START SUPPLIED MATERIAL

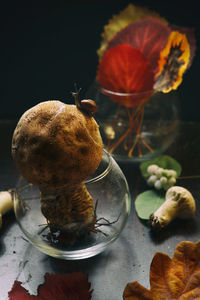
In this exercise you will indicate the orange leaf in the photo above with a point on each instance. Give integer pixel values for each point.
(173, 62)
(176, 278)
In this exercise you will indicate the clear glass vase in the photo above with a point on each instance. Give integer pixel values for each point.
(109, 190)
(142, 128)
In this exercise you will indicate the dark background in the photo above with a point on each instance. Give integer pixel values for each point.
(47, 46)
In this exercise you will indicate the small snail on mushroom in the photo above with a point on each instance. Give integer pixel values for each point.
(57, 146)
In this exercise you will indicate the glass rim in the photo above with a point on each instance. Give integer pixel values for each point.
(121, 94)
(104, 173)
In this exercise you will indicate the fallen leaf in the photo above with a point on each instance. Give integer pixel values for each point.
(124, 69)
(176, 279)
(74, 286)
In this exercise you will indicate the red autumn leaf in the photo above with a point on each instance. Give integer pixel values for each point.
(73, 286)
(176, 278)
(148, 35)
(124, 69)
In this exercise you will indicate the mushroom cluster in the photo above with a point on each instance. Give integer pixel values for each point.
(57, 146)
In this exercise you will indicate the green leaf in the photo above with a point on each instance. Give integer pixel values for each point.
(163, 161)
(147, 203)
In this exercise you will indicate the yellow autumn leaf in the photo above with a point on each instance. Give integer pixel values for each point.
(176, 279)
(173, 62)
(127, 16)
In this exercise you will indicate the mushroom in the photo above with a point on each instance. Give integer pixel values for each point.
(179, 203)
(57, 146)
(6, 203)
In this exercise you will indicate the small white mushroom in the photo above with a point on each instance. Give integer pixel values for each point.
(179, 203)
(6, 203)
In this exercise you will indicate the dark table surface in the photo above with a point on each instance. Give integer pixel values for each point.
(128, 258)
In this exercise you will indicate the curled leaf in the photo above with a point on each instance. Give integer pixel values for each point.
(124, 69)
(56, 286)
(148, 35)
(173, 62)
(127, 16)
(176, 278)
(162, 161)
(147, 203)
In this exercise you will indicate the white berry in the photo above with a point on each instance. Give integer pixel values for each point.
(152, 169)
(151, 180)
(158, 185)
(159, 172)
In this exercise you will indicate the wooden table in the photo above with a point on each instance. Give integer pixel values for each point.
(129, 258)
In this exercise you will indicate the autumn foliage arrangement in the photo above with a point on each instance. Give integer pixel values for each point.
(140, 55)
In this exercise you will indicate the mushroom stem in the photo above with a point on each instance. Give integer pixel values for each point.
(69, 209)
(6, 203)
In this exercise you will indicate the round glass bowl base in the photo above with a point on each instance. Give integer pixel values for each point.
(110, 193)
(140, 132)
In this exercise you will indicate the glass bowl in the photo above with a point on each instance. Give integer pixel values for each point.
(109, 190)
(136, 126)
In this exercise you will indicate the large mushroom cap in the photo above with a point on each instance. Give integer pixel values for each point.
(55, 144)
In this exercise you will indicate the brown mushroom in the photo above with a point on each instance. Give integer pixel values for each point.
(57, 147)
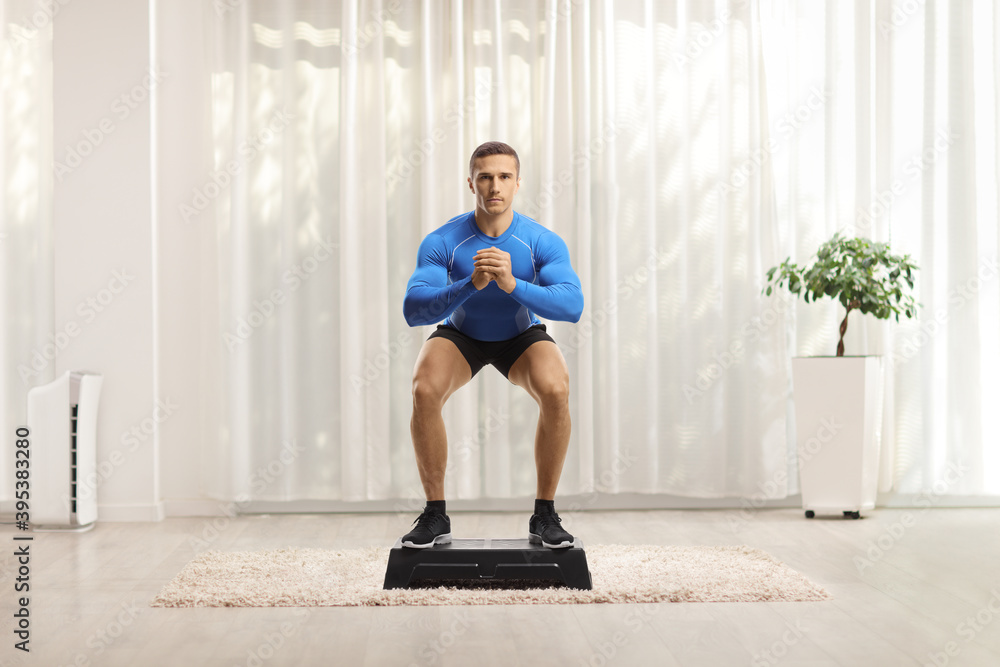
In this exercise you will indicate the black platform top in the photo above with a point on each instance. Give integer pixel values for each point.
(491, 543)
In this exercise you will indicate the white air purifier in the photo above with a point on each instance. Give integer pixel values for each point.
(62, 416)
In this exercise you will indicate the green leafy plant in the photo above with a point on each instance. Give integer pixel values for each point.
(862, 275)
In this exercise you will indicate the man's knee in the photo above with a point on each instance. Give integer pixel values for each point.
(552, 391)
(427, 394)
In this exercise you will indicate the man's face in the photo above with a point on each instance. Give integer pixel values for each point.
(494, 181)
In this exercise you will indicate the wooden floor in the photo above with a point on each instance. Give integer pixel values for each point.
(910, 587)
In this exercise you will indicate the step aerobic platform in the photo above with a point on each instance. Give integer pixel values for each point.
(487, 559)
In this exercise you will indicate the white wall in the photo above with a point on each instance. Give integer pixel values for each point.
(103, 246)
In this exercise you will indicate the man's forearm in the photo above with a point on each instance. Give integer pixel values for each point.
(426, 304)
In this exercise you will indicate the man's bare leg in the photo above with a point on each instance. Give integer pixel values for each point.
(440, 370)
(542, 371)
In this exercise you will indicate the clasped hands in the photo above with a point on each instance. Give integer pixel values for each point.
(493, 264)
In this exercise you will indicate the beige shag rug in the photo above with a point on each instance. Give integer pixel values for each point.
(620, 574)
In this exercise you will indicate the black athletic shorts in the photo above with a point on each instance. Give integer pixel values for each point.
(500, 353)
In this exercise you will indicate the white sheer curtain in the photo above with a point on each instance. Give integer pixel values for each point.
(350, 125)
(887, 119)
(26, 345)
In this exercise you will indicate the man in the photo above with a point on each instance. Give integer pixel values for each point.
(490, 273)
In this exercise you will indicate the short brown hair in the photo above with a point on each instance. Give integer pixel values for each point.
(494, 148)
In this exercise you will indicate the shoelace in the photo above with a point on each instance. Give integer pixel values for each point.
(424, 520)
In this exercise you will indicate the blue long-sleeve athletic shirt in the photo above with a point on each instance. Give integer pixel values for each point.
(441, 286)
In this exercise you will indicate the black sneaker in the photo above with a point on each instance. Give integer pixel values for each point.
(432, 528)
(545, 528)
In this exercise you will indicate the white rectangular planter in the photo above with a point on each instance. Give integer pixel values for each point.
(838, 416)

END SUPPLIED MATERIAL

→ **EXERCISE PROMPT**: Could you give the material above again, exactly and without its pictures?

→ **WRITTEN SOLUTION**:
In this exercise you will indicate the orange leaf in the photo above with a point on each instance. Give integer pixel values for each point.
(173, 62)
(176, 278)
In this exercise you will indicate the clear glass vase in the photo above with a point on each instance. Give integer pixel values for each point.
(109, 190)
(142, 128)
In this exercise you will indicate the dark background in the photo above with a point on each instance. Give integer pixel values for each point.
(47, 46)
In this exercise you will indicate the small snail on mushroom in the photo above with a point on each instance. Give integer pixel values for each point.
(57, 146)
In this exercise you will indicate the glass rim in the photo above with a point on each instance. Give integer pixel values for each point.
(121, 94)
(104, 173)
In this exercise you will indicate the fallen leaf in the photo above with a point on each instance. Give integer pixel values for each point.
(124, 69)
(176, 279)
(74, 286)
In this exercise you will indicate the red autumn leaf in the photo above with a point on each instance. Give integer pixel values for each point.
(73, 286)
(176, 278)
(148, 35)
(124, 69)
In this exercise you will indicate the mushroom cluster in the photo above with a point on each instance. Give integer pixel values for each point.
(57, 146)
In this exercise you will indicate the green leaf in the photo above with a point on each instance. Give integer pixel values for each point.
(163, 161)
(147, 203)
In this exercise you will indicate the yellow autumn leaf in the photo above with a point on each instance. Give integer pixel values for each point.
(176, 279)
(173, 62)
(127, 16)
In this exercise you will indicate the mushroom in the photo above with a point on each instance. Give integer pixel values for each point.
(179, 203)
(57, 146)
(6, 203)
In this exercise you will indicate the small white mushroom in the photo above with a point on each instance. Give integer pixel values for each point.
(179, 203)
(6, 203)
In this exercise you will indicate the dark table surface in the photo above with a point on each instance. Give integer pixel values for each point.
(128, 258)
In this exercise you will indicate the curled leaf in the photo above with a point on each instance. Give integer pixel values for each point.
(124, 69)
(56, 286)
(148, 35)
(173, 62)
(127, 16)
(176, 278)
(162, 161)
(147, 203)
In this exercise you will indicate the white berry in the photo above with a point on each instance. Give integer pixel values for each point.
(152, 169)
(151, 180)
(158, 185)
(159, 172)
In this exercise you will indicate the wooden table in the photo above with a point on each instance. Give integer pixel values for each point.
(129, 258)
In this exercise you will indicate the autumn foliage arrangement in the photo above with a point on each instance. Give integer pixel values for each point.
(140, 55)
In this exercise you will indicate the mushroom stem in the photo above with a point on each instance. Give integer pixel values for each point.
(69, 209)
(6, 203)
In this exercise you will indicate the round glass bowl base in the photo above with a point on each instance. Give integer pixel values for each point.
(110, 193)
(140, 132)
In this exercise you will indicate the glass bowl in the photo above with a point on each instance. Give integer pixel values for each point.
(109, 190)
(136, 126)
In this exercise you will indicate the large mushroom cap in the photo above with a point on each instance. Give integer pixel values for each point.
(55, 144)
In this exercise you will indicate the brown mushroom in the photo above with a point on each instance. Give integer pixel values for each point.
(57, 147)
In this exercise you will indicate the black platform top in the photo above with a point on each instance. Give integer pixel values for each point.
(491, 543)
In this exercise you will indicate the white air purifier in the photo above with a point on each instance. Give integer pixel values for each point.
(62, 416)
In this exercise you will indicate the green leafy plant in the photo above with a point on each instance. Give integer pixel values for each point.
(862, 275)
In this exercise you will indicate the man's knee in the photo above with a point on each instance. Give integer pixel values for each point.
(552, 391)
(427, 394)
In this exercise you will indicate the man's face in the photo above with a point on each instance. Give integer pixel values for each point.
(494, 181)
In this exercise you will indicate the wooden floor in the photo above with a point on each instance. Give integer pixel values for each point.
(910, 587)
In this exercise you will indicate the step aerobic platform in the photo above with a point on each instance. Give integer pixel values for each point.
(487, 559)
In this exercise you will indicate the white wall in the photo above with a point on each instance. Give integer pixel values for each point.
(103, 246)
In this exercise you will indicate the man's forearm in the photo above with a point on each instance. Give integer pixel values for each point.
(426, 304)
In this exercise you will indicate the man's bare leg in the photo above with a point on each instance. Give integer pixel values for each point.
(440, 370)
(542, 371)
In this exercise you will indicate the clasped hands in the photo above with a point on each instance. Give integer pixel values for each point.
(493, 264)
In this exercise you will indicate the beige shag rug in the photo above with a point on each instance. Give integer pixel values for each point.
(620, 574)
In this exercise you will indicate the black athletic shorts in the photo above with a point on each instance. Give integer pixel values for each point.
(500, 353)
In this exercise you will indicate the white sheer curtain in the photo above with a point on each instance. Give integer pixel values for each point.
(350, 125)
(887, 119)
(26, 345)
In this exercise you will indicate the man in the photo above with a point on each instance. Give integer pixel values for each point.
(490, 273)
In this exercise you will indicate the short brown hair in the photo above with a point on each instance. Give integer pixel values for each point.
(494, 148)
In this exercise you will indicate the shoelace in the photo above with a point on each instance. Give integer pixel values for each point.
(424, 520)
In this exercise you will indicate the blue long-sleeve athletic shirt in the photo above with a point on each instance. Give integer pixel values for each point.
(441, 286)
In this exercise you will indicate the black sneaker in the photo above with a point on each instance. Give integer pixel values for each point.
(432, 528)
(545, 528)
In this exercise you will indicate the white rectangular planter in the photo above with a point on each instance. Give integer pixel values for each point.
(838, 416)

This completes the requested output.